Study text —
- - -

• U.S.


4 minute read
Eugene Linden/Krasny Yar

I AM SITTING IN THE SPARSELY FURNISHED LIVING ROOM OF AN UDEGE house in southeastern Siberia while the owner tries to sell me a tiger skin and bones. My cover is that I am part of a group of American businessmen here for a week of bird watching. The other “bird watchers” consist of Steven Galster, an environmental investigator, Anthony Suau, a TIME photographer, and Sergei Shaitarov, a Russian environmentalist who works with Galster. My ludicrously rudimentary disguise consists of a borrowed pair of binoculars. If the tiger trader asks me to name one species of local bird, we are sunk.

- - -

(Collected data)

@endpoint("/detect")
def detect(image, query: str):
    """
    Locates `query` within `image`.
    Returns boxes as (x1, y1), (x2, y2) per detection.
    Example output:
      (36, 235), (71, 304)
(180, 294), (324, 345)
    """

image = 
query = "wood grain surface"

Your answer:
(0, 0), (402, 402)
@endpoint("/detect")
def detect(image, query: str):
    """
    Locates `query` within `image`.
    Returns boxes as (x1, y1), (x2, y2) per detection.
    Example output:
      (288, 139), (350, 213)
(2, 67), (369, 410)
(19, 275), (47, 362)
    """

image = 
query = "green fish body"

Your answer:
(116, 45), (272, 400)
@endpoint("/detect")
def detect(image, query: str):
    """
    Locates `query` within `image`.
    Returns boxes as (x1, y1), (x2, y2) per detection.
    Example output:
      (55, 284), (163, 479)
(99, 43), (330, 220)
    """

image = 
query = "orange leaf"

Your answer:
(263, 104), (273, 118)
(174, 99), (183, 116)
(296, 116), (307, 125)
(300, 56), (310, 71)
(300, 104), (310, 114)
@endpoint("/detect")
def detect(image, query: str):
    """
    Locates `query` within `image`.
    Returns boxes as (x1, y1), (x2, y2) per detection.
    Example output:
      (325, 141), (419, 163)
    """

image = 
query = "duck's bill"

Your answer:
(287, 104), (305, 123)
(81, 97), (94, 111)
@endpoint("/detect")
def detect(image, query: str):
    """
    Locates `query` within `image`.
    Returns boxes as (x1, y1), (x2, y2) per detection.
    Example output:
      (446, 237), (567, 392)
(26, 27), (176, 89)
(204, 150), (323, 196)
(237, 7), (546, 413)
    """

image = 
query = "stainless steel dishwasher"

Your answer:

- - -

List of tasks —
a - In the tiger-trade passage, what does the writer's disguise consist of?
b - Extract from the tiger-trade passage the part that opens with the words containing "I AM SITTING" and closes with "we are sunk.".
The listing is separate material, unrelated to the tiger-trade passage.

Answers in order —
a - A borrowed pair of binoculars.

b -
I AM SITTING IN THE SPARSELY FURNISHED LIVING ROOM OF AN UDEGE house in southeastern Siberia while the owner tries to sell me a tiger skin and bones. My cover is that I am part of a group of American businessmen here for a week of bird watching. The other “bird watchers” consist of Steven Galster, an environmental investigator, Anthony Suau, a TIME photographer, and Sergei Shaitarov, a Russian environmentalist who works with Galster. My ludicrously rudimentary disguise consists of a borrowed pair of binoculars. If the tiger trader asks me to name one species of local bird, we are sunk.